- **Work required**:
Reproduce all entries precisely, down to the last character.
BEGIN Data shown
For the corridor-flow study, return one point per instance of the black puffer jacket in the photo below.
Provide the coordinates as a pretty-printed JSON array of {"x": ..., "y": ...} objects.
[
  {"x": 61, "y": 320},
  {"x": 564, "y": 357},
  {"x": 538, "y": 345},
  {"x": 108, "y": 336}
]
END Data shown
- **Written solution**:
For the corridor-flow study, return one point per instance of the black puffer jacket in the photo below.
Provide the coordinates as a pretty-printed JSON array of {"x": ..., "y": ...} objects.
[
  {"x": 61, "y": 320},
  {"x": 564, "y": 357},
  {"x": 538, "y": 345},
  {"x": 108, "y": 336}
]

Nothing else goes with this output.